- [THE RECORDS]:
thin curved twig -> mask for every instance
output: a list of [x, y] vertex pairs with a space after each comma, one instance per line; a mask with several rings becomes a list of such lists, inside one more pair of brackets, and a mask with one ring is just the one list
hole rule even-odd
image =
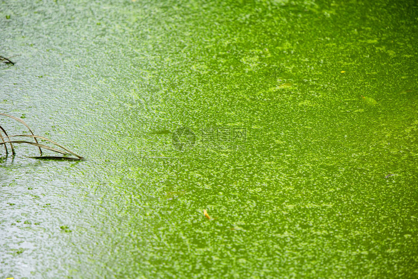
[[[3, 131], [4, 131], [1, 126], [0, 126], [0, 130], [3, 130]], [[0, 137], [1, 138], [1, 141], [4, 141], [4, 140], [3, 139], [2, 137], [3, 136], [1, 135], [1, 132], [0, 132]], [[4, 149], [6, 150], [6, 156], [7, 156], [7, 155], [8, 155], [9, 154], [9, 150], [7, 149], [7, 147], [6, 146], [5, 144], [4, 145]]]
[[2, 56], [0, 56], [0, 61], [5, 64], [11, 64], [12, 65], [15, 65], [15, 63], [12, 62], [9, 58], [6, 58], [5, 57], [3, 57]]
[[[37, 138], [41, 139], [43, 139], [43, 140], [46, 140], [46, 141], [49, 141], [49, 142], [50, 142], [50, 143], [52, 143], [52, 144], [54, 144], [55, 145], [57, 146], [57, 147], [59, 147], [59, 148], [62, 148], [62, 149], [64, 149], [64, 150], [65, 150], [65, 151], [66, 151], [68, 152], [69, 152], [69, 153], [70, 153], [70, 154], [71, 154], [73, 155], [74, 156], [76, 156], [76, 157], [78, 157], [79, 159], [83, 159], [83, 158], [84, 158], [84, 157], [82, 157], [82, 156], [80, 156], [79, 155], [77, 155], [77, 154], [75, 154], [75, 153], [74, 153], [73, 152], [72, 152], [72, 151], [71, 151], [70, 150], [70, 149], [68, 149], [68, 148], [65, 148], [64, 147], [62, 146], [62, 145], [60, 145], [60, 144], [58, 144], [58, 143], [57, 143], [55, 142], [54, 141], [52, 141], [52, 140], [50, 140], [50, 139], [48, 139], [48, 138], [46, 138], [46, 137], [41, 137], [41, 136], [35, 136], [35, 135], [12, 135], [12, 136], [6, 136], [6, 137], [2, 137], [2, 138], [1, 138], [1, 139], [8, 138], [8, 139], [9, 139], [9, 140], [10, 141], [10, 138], [11, 138], [11, 137], [33, 137], [33, 138], [35, 138], [35, 140], [36, 140], [36, 139]], [[10, 141], [10, 142], [15, 142], [15, 141]], [[29, 142], [22, 142], [22, 143], [29, 143]], [[0, 143], [0, 144], [1, 144], [2, 143]], [[46, 145], [40, 145], [40, 144], [39, 144], [39, 143], [38, 143], [37, 141], [36, 141], [36, 144], [34, 144], [34, 145], [35, 145], [35, 146], [37, 146], [37, 147], [39, 147], [39, 148], [42, 147], [42, 148], [45, 148], [45, 149], [47, 149], [47, 148], [46, 148], [45, 147], [46, 147], [47, 146], [46, 146]], [[50, 148], [50, 149], [51, 149], [51, 148]], [[55, 150], [57, 150], [57, 149], [55, 149]], [[49, 149], [49, 150], [52, 150], [52, 149]], [[52, 151], [54, 151], [54, 150], [52, 150]], [[56, 151], [55, 151], [55, 152], [56, 152]], [[61, 152], [59, 152], [59, 153], [61, 153]], [[63, 153], [62, 154], [67, 154], [67, 153]]]
[[42, 148], [44, 148], [48, 150], [50, 150], [51, 151], [53, 151], [54, 152], [56, 152], [57, 153], [59, 153], [64, 155], [70, 155], [68, 153], [65, 153], [65, 152], [63, 152], [60, 150], [58, 150], [57, 149], [52, 148], [52, 147], [50, 147], [48, 146], [44, 145], [43, 144], [39, 144], [38, 143], [35, 143], [34, 142], [32, 142], [31, 141], [26, 141], [23, 140], [14, 140], [14, 141], [3, 141], [2, 142], [0, 142], [0, 145], [2, 144], [6, 144], [6, 143], [27, 143], [28, 144], [30, 144], [31, 145], [34, 145], [35, 146], [37, 146], [38, 147], [41, 147]]
[[[1, 112], [0, 112], [0, 115], [4, 115], [5, 116], [7, 116], [8, 117], [10, 117], [11, 118], [13, 118], [13, 119], [15, 119], [15, 120], [19, 121], [19, 122], [20, 122], [21, 123], [22, 123], [22, 124], [25, 125], [25, 126], [26, 126], [26, 128], [28, 128], [28, 129], [29, 129], [29, 131], [31, 132], [31, 133], [32, 134], [32, 135], [35, 136], [35, 134], [34, 133], [34, 132], [32, 131], [32, 130], [30, 128], [29, 128], [29, 126], [28, 126], [28, 124], [25, 123], [24, 122], [24, 121], [23, 121], [23, 120], [22, 120], [21, 119], [19, 119], [19, 118], [17, 118], [15, 117], [15, 116], [12, 116], [12, 115], [9, 115], [8, 114], [2, 113]], [[36, 142], [37, 144], [39, 144], [39, 143], [38, 142], [37, 140], [36, 140], [36, 137], [35, 138], [35, 142]], [[38, 148], [39, 149], [39, 152], [41, 153], [41, 156], [42, 156], [42, 149], [41, 149], [41, 147], [40, 147], [40, 146], [38, 146]]]
[[[7, 137], [7, 136], [8, 136], [8, 135], [7, 134], [7, 133], [6, 132], [6, 130], [5, 130], [4, 129], [3, 129], [3, 127], [2, 127], [1, 126], [0, 126], [0, 130], [1, 130], [2, 131], [3, 131], [3, 132], [4, 132], [4, 134], [5, 134], [5, 135], [6, 135], [6, 137]], [[0, 137], [1, 137], [1, 140], [2, 140], [2, 141], [4, 141], [4, 139], [3, 139], [3, 138], [1, 136], [1, 133], [0, 133]], [[7, 147], [6, 147], [6, 145], [5, 145], [5, 144], [4, 145], [4, 148], [6, 149], [6, 154], [9, 154], [9, 151], [7, 150]], [[12, 144], [12, 143], [10, 143], [10, 149], [12, 149], [12, 154], [13, 154], [14, 156], [15, 155], [16, 155], [16, 152], [15, 152], [15, 148], [13, 147], [13, 144]]]

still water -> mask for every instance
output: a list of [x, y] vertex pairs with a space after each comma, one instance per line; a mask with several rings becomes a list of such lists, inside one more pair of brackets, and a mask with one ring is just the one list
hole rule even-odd
[[1, 1], [0, 112], [86, 160], [0, 146], [0, 278], [417, 278], [417, 21]]

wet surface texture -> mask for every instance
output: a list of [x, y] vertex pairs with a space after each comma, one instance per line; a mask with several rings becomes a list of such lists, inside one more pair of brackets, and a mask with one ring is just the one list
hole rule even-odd
[[0, 277], [418, 277], [417, 4], [156, 2], [0, 0]]

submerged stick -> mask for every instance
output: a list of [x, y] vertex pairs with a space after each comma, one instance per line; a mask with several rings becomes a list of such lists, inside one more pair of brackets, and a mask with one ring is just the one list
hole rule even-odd
[[[32, 131], [32, 130], [30, 128], [29, 128], [29, 126], [28, 126], [28, 124], [25, 123], [24, 122], [24, 121], [23, 121], [23, 120], [22, 120], [21, 119], [19, 119], [19, 118], [17, 118], [15, 117], [15, 116], [12, 116], [12, 115], [9, 115], [8, 114], [5, 114], [4, 113], [1, 113], [1, 112], [0, 112], [0, 115], [4, 115], [5, 116], [7, 116], [8, 117], [10, 117], [11, 118], [13, 118], [13, 119], [15, 119], [15, 120], [19, 121], [19, 122], [20, 122], [21, 123], [22, 123], [22, 124], [25, 125], [25, 126], [26, 126], [26, 128], [28, 128], [28, 129], [29, 129], [29, 131], [31, 132], [31, 133], [32, 134], [32, 135], [35, 136], [35, 134], [34, 133], [34, 132]], [[37, 144], [39, 144], [39, 143], [38, 142], [38, 141], [36, 139], [36, 137], [35, 138], [35, 142], [36, 142]], [[41, 147], [40, 147], [40, 146], [38, 146], [38, 148], [39, 149], [39, 153], [41, 153], [41, 156], [42, 156], [42, 149], [41, 149]]]
[[44, 148], [45, 149], [47, 149], [48, 150], [50, 150], [51, 151], [53, 151], [54, 152], [56, 152], [57, 153], [59, 153], [64, 155], [70, 155], [68, 153], [65, 153], [65, 152], [63, 152], [60, 150], [58, 150], [57, 149], [52, 148], [52, 147], [50, 147], [48, 146], [44, 145], [43, 144], [39, 144], [38, 143], [35, 143], [34, 142], [32, 142], [31, 141], [26, 141], [23, 140], [14, 140], [14, 141], [3, 141], [3, 142], [0, 142], [0, 145], [2, 144], [6, 144], [6, 143], [27, 143], [28, 144], [30, 144], [31, 145], [34, 145], [35, 146], [37, 146], [38, 147], [41, 147], [42, 148]]
[[0, 56], [0, 61], [2, 62], [5, 64], [11, 64], [12, 65], [15, 65], [15, 63], [9, 60], [8, 58], [6, 58], [5, 57], [3, 57], [2, 56]]
[[[3, 131], [3, 132], [4, 133], [4, 134], [6, 135], [6, 136], [8, 136], [7, 133], [6, 132], [6, 130], [3, 129], [3, 127], [0, 126], [0, 130]], [[0, 137], [1, 138], [1, 140], [2, 141], [4, 141], [4, 139], [3, 137], [1, 136], [1, 133], [0, 133]], [[6, 154], [9, 154], [9, 151], [7, 150], [7, 148], [6, 147], [6, 145], [4, 145], [4, 149], [6, 149]], [[16, 152], [15, 152], [15, 149], [13, 148], [13, 144], [12, 143], [10, 143], [10, 149], [12, 149], [12, 154], [14, 156], [16, 155]]]
[[[3, 128], [2, 127], [1, 127], [1, 126], [0, 126], [0, 129], [3, 130], [3, 131], [4, 131], [4, 130], [3, 130]], [[1, 132], [0, 132], [0, 137], [1, 138], [1, 141], [4, 141], [4, 140], [3, 139], [2, 136], [3, 136], [1, 135]], [[5, 144], [4, 145], [4, 149], [6, 150], [6, 156], [7, 156], [7, 155], [9, 154], [9, 150], [7, 149], [7, 147], [6, 146]]]
[[[43, 140], [46, 140], [46, 141], [49, 141], [49, 142], [50, 142], [50, 143], [52, 143], [52, 144], [54, 144], [55, 145], [57, 146], [57, 147], [59, 147], [59, 148], [62, 148], [62, 149], [64, 149], [64, 150], [65, 150], [65, 151], [66, 151], [68, 152], [69, 153], [70, 153], [70, 154], [72, 154], [72, 155], [73, 155], [74, 156], [76, 156], [76, 157], [78, 157], [79, 159], [83, 159], [83, 158], [84, 158], [84, 157], [82, 157], [82, 156], [80, 156], [79, 155], [77, 155], [77, 154], [75, 154], [75, 153], [74, 153], [73, 152], [72, 152], [72, 151], [71, 151], [70, 150], [70, 149], [68, 149], [68, 148], [65, 148], [64, 147], [62, 146], [62, 145], [60, 145], [60, 144], [58, 144], [58, 143], [57, 143], [55, 142], [54, 141], [52, 141], [52, 140], [50, 140], [50, 139], [48, 139], [48, 138], [46, 138], [46, 137], [41, 137], [41, 136], [35, 136], [35, 135], [12, 135], [12, 136], [6, 136], [6, 137], [2, 137], [2, 138], [1, 138], [1, 139], [4, 139], [4, 138], [8, 138], [8, 139], [9, 139], [9, 140], [10, 141], [10, 138], [11, 138], [11, 137], [33, 137], [33, 138], [35, 138], [35, 140], [36, 140], [36, 139], [37, 138], [41, 139], [43, 139]], [[3, 142], [16, 142], [16, 141], [15, 141]], [[29, 142], [25, 142], [25, 141], [22, 141], [22, 142], [21, 142], [21, 143], [29, 143]], [[35, 143], [32, 143], [32, 144], [35, 144]], [[2, 144], [2, 143], [0, 143], [0, 144]], [[55, 152], [57, 152], [57, 151], [55, 151], [55, 150], [58, 150], [58, 149], [51, 149], [51, 148], [47, 148], [47, 147], [47, 147], [47, 146], [46, 146], [46, 145], [39, 144], [38, 144], [38, 143], [37, 143], [37, 141], [36, 141], [36, 144], [33, 144], [33, 145], [35, 145], [35, 146], [37, 146], [37, 147], [39, 147], [39, 148], [42, 147], [42, 148], [45, 148], [45, 149], [48, 149], [49, 150], [52, 150], [52, 151], [55, 151]], [[54, 150], [52, 150], [52, 149], [54, 149]], [[58, 151], [59, 151], [59, 150], [58, 150]], [[68, 154], [68, 153], [63, 153], [63, 152], [59, 152], [59, 153], [61, 153], [62, 154]]]

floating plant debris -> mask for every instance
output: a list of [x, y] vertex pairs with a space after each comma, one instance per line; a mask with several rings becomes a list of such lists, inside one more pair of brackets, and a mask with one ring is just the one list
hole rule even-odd
[[[23, 120], [21, 119], [19, 119], [17, 117], [14, 116], [12, 116], [11, 115], [9, 115], [8, 114], [6, 114], [4, 113], [0, 113], [0, 115], [3, 115], [4, 116], [10, 117], [12, 118], [17, 121], [20, 122], [21, 124], [25, 125], [27, 128], [29, 130], [29, 131], [31, 132], [31, 135], [25, 135], [25, 134], [15, 134], [12, 135], [9, 135], [6, 130], [5, 130], [1, 125], [0, 125], [0, 139], [1, 140], [1, 141], [0, 142], [0, 145], [4, 145], [4, 149], [6, 151], [6, 154], [9, 154], [9, 150], [7, 149], [7, 144], [9, 144], [10, 145], [10, 149], [12, 151], [12, 153], [13, 155], [16, 154], [16, 152], [15, 151], [15, 148], [13, 147], [13, 144], [29, 144], [31, 145], [33, 145], [36, 146], [38, 148], [39, 150], [39, 153], [40, 153], [40, 156], [37, 157], [32, 157], [31, 158], [34, 158], [35, 159], [44, 159], [44, 160], [67, 160], [67, 161], [77, 161], [79, 160], [82, 160], [84, 159], [84, 157], [80, 156], [79, 155], [77, 155], [68, 149], [62, 146], [62, 145], [53, 141], [49, 139], [48, 139], [44, 137], [42, 137], [40, 136], [35, 135], [33, 131], [32, 131], [32, 129], [29, 127], [29, 126], [25, 123]], [[3, 136], [3, 134], [2, 133], [4, 134], [4, 136]], [[25, 140], [12, 140], [11, 138], [16, 138], [17, 137], [29, 137], [33, 138], [35, 140], [35, 142], [27, 141]], [[37, 140], [37, 139], [39, 139], [40, 140], [43, 140], [44, 141], [46, 141], [51, 143], [51, 144], [55, 145], [56, 147], [58, 147], [60, 149], [57, 149], [56, 148], [53, 148], [47, 145], [45, 145], [44, 144], [40, 144]], [[49, 150], [50, 151], [52, 151], [53, 152], [55, 152], [56, 153], [59, 153], [62, 154], [63, 155], [68, 156], [68, 155], [73, 155], [76, 158], [70, 157], [65, 157], [65, 156], [42, 156], [42, 150], [41, 148]]]

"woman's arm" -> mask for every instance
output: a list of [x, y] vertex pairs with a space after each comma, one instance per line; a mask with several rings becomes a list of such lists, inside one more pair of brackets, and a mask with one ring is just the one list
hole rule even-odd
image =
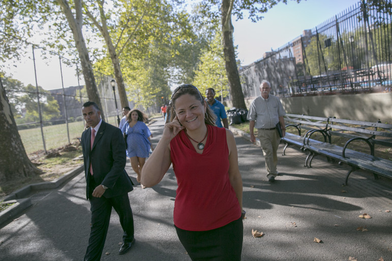
[[238, 167], [238, 154], [237, 146], [233, 133], [229, 129], [226, 129], [226, 139], [229, 148], [229, 179], [231, 186], [235, 191], [239, 207], [243, 209], [243, 181], [241, 174]]
[[162, 137], [141, 171], [140, 183], [143, 185], [152, 187], [163, 178], [171, 164], [170, 141], [183, 128], [176, 117], [171, 122], [165, 124]]

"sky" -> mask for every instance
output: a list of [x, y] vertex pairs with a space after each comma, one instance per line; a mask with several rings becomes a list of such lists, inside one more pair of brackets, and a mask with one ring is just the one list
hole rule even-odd
[[[276, 50], [300, 36], [306, 29], [313, 28], [324, 21], [339, 14], [353, 6], [358, 0], [288, 0], [287, 5], [279, 3], [269, 10], [264, 18], [253, 23], [244, 15], [242, 20], [235, 21], [232, 18], [234, 45], [238, 46], [238, 58], [243, 66], [252, 63], [263, 56], [271, 49]], [[30, 49], [28, 56], [32, 57]], [[37, 82], [46, 90], [60, 89], [77, 86], [76, 69], [62, 65], [63, 79], [58, 57], [52, 56], [47, 64], [42, 59], [39, 50], [36, 50]], [[36, 85], [33, 60], [24, 59], [9, 64], [6, 70], [12, 77], [25, 85]], [[84, 84], [82, 80], [80, 84]]]
[[326, 20], [338, 15], [358, 0], [288, 0], [279, 3], [263, 15], [264, 18], [252, 23], [244, 19], [235, 21], [234, 45], [238, 46], [238, 58], [246, 66], [263, 57], [271, 49], [276, 50]]

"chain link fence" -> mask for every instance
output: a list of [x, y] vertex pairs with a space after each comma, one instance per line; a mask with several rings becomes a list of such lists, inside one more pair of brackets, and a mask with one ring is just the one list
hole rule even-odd
[[[6, 77], [2, 81], [24, 148], [32, 156], [79, 142], [85, 126], [82, 106], [88, 99], [76, 64], [36, 47], [27, 50], [19, 61], [3, 67]], [[113, 78], [94, 74], [105, 121], [117, 126], [122, 108], [118, 91], [111, 85]], [[134, 106], [129, 102], [130, 107]]]
[[264, 79], [281, 97], [392, 91], [391, 1], [363, 1], [240, 69], [246, 99]]

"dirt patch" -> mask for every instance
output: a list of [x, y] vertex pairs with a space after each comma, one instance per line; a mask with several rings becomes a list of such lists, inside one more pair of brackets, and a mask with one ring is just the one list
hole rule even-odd
[[51, 150], [47, 154], [34, 155], [30, 157], [32, 162], [43, 171], [20, 180], [10, 180], [0, 184], [0, 198], [31, 184], [54, 180], [83, 164], [81, 146], [79, 142], [74, 144]]

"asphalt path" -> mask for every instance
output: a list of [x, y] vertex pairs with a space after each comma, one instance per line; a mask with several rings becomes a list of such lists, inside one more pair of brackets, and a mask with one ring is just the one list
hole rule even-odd
[[[149, 125], [156, 144], [163, 127], [161, 118]], [[391, 180], [356, 172], [342, 186], [346, 167], [316, 157], [313, 168], [304, 168], [305, 154], [289, 148], [280, 156], [281, 144], [281, 175], [269, 183], [261, 148], [235, 140], [247, 211], [243, 260], [392, 260]], [[129, 162], [126, 170], [138, 184]], [[171, 168], [158, 185], [136, 186], [129, 194], [136, 243], [118, 255], [123, 232], [113, 211], [101, 259], [190, 260], [173, 224], [176, 187]], [[85, 188], [80, 173], [59, 188], [33, 195], [33, 205], [0, 228], [0, 260], [81, 260], [90, 231]], [[358, 217], [365, 213], [372, 218]], [[252, 229], [264, 235], [254, 238]]]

- [AIM OF THE EXERCISE]: Copy the records from the start through the line containing "57], [3, 57]]", both ends included, replacing "twig" with "branch" and keeping everything else unchanged. Leave the pictures out.

- [EXERCISE ANSWER]:
thin curved branch -> mask for every instance
output: a list of [x, y] vertex pairs with a space after each comma, one instance per line; a mask with several rings becomes a list of such lists, inside one more pair of brackets, and a mask with one ring is just the one list
hole rule even-odd
image =
[[[3, 131], [4, 131], [1, 126], [0, 126], [0, 130], [3, 130]], [[0, 137], [1, 138], [1, 141], [4, 141], [4, 140], [3, 139], [2, 137], [3, 136], [1, 135], [1, 132], [0, 132]], [[4, 149], [6, 150], [6, 156], [7, 156], [7, 155], [8, 155], [9, 154], [9, 150], [7, 149], [7, 147], [6, 146], [5, 144], [4, 145]]]
[[2, 56], [0, 56], [0, 61], [5, 64], [11, 64], [12, 65], [15, 65], [15, 63], [12, 62], [9, 58], [6, 58], [5, 57], [3, 57]]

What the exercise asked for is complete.